● Текст для чтения
━━━━━━━━━━
НОВАЯ РУССКАЯ КНИГА № 4

Николай Кононов

Похороны кузнечика
Роман в тридцати семи эпизодах с прологом и эпилогом

СПб.: ИНАПРЕСС, 2000. 288 с. Тираж 1000 экз. (Серия "Цветы зла")

Ведь эгоист, а я, конечно, таковым являюсь…
…Мне даже неприятно писать об этом от первого лица.
Николай Кононов. Похороны кузнечика

Года полтора назад состоялся разговор со Скиданом: Саша, что с тобой происходило раньше: ты прочел французов (имелись в виду Фуко, Батай, Делез/Гваттари, Лакан, ну, весь джентльменский набор) или же начал писать о ранах и стигматах без предварительной теоретической подготовки? Скидан дал ответ: уже не вспомню, примерно одинаково по времени.
Такой же вопрос хотелось бы задать сейчас и Кононову - после стремительного и с удовольствием прочтения "Похорон кузнечика". И даже реплика могла бы поступить, полагаю, аналогичная Сашиной.
━━━━━━━━━━
● Отобранные строки
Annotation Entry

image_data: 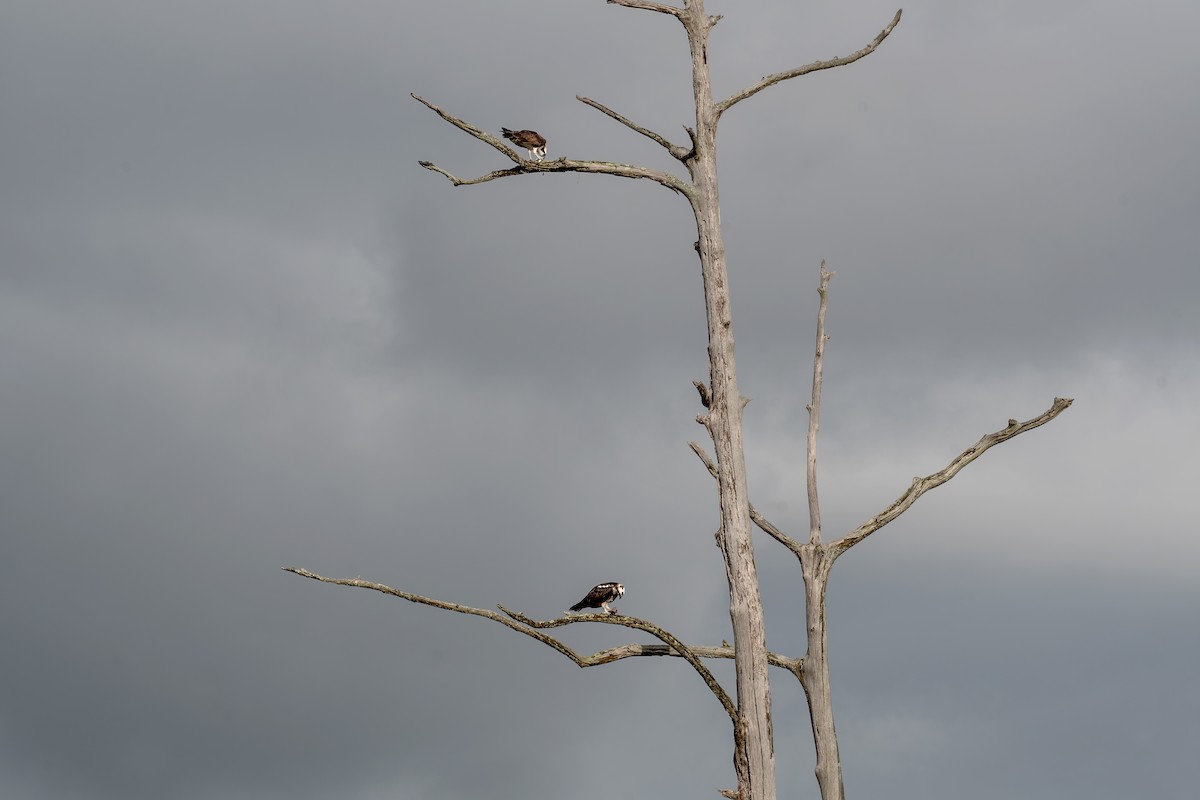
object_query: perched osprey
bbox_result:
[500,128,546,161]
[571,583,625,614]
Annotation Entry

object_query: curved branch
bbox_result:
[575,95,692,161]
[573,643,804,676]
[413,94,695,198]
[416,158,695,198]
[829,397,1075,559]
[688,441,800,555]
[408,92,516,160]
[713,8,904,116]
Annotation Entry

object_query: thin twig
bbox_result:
━━━━━━━━━━
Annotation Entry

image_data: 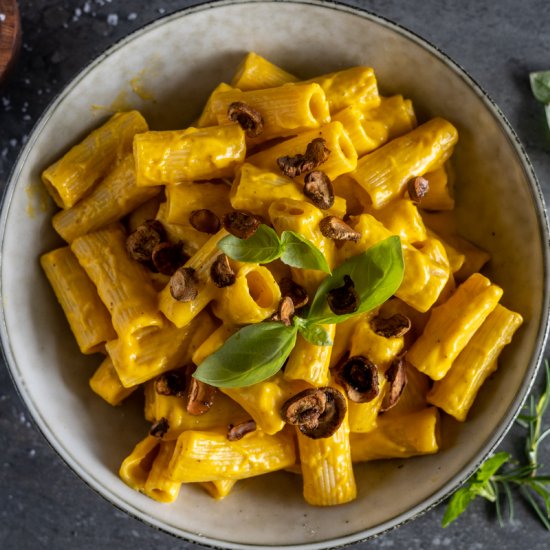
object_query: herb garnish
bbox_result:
━━━━━━━━━━
● Задание
Продолжите рецензию на роман «Похороны кузнечика», начиная сразу после её последнего предложения.

● Ответ
Постпсихоаналитическая и постструктуралистская философская литература настигла русское пишущее поколение 90-х, и оно, поколение, эту литературу вынуждено проживать, иллюстрируя прочитанное личной жизнью. Книжки совпали с существованием тел и психик, и нельзя теперь сказать, что первично литература или жизнь. Как будто нас, в особенности в питерском варианте существования, общественно обязали копаться в собственном личном ужасе, дерьме, крови и слизи, бессознательной свалке, тем самым служа освобождению узкого круга читателей. Теоретический ПМ здесь не особенно и при чем (равно как и первоначальный подвиг Сорокина, на чьи лавры претендовать никто не хочет). Сначала все происходит на собственной шкуре. Группа риска. Страх и трепет. Поэтому мы отчасти так циничны и печально-нежны (не хочу сказать: сентиментальны. Нельзя не вспомнить, что нежного слабей жестокий, а мы никогда никого не обижаем, за исключением крайней необходимости. Все мои товарищи по труду - почти хемингуэевские герои: под грубой наружностью сокрыто доброе сердце). Вот и рыхловатой тушке довольно крупного автора на последней странице обложки "Похорон кузнечика" предшествует воплощение его Психеи на странице первой. Это фото в духе сталинского ар-деко - мертвая бабушка, красавица, обнаженная. Фотография обнаружена в вещах покойной непосредственно после похорон, во время ритуального семейного разбора мелочей. Точнее, ее подсунула бабушкина сестра-соперница, глухая сплетница Магда, которая до сего момента слышала и воспроизводила только звуки маленького радио на груди (прогноз погоды).
"Что меня ранит в этой фотографии? …маленькие девичьи груди с навершиями припухлых сосков…"
Это - один из punktum'ов Кононова. Но не единственный.
"Будто я вижу какую-то невыносимо стыдную, интимную деталь, попавшую в кадр.
Но ее там явно нет".
Деталь, как далее выяснится, - напряжение эротизма между фотографом и моделью. Ее взгляд.
"Она проникновенно смотрит на меня так, как никогда не взирала - ни в жизни, ни со всех своих фотографий, вместе взятых.
Этот ее взгляд - как шрам, которого я прежде никогда не видел. Хотя, разглядывая, знал, как мне казалось, абсолютно всю оболочку ее „душевных тел"".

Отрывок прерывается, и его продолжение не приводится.